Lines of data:

# # # #

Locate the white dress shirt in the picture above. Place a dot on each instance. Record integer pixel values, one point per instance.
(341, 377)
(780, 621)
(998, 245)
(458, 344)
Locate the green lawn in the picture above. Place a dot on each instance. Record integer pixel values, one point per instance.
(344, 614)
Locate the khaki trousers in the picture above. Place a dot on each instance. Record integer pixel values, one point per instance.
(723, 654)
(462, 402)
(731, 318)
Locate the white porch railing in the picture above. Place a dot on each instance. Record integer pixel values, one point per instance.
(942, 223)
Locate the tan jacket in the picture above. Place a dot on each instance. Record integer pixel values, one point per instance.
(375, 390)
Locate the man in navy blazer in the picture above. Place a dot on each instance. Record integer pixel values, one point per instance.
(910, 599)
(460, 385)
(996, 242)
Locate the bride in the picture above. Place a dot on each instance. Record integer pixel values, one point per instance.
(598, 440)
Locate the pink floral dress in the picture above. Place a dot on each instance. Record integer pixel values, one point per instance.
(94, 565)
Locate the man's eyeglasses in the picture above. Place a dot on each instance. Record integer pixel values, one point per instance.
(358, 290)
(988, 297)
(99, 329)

# # # #

Given instruction: Reproduce every line of the listing above, requests included, offsetting each pixel coordinate in the answers by 94.

Result for this exercise:
Locate the white dress shirt in the picture above. Place a dot on each instance. Record integer pixel values, one point per instance.
(435, 471)
(874, 715)
(1092, 339)
(552, 438)
Locate the green lawn in the picture above. Place a dot on each instance. Record integer pixel values, one point per instance.
(438, 708)
Locate the khaki trousers in the picture above. Place a dot on each instance. Record integer pixel values, one point per instance.
(817, 748)
(556, 496)
(825, 412)
Locate the white porch railing in the picture above. Place a dot on each instance. Record integer pixel values, one point per instance.
(1036, 317)
Locate the tan jacket in the picture above. Place a dot on each instance. Record integer pixel values, one point per instance.
(469, 484)
Locate the man in navy blazer in the picture above. Place a dot on each instance. Record integer pixel values, one point per instance.
(1004, 693)
(554, 479)
(1090, 336)
Locate the bride in the picture above. Place a dot on each instance. Record integer pixel values, one point per instance.
(692, 534)
Locate the pink floral dress in the picture above. Place a dot on each instance. Record integer pixel values, one point per instance.
(188, 659)
Locate the man's eyeglasses in the picture above. Place a dot on each instance. Record integer pixel values, one point per instance.
(452, 384)
(1082, 391)
(193, 423)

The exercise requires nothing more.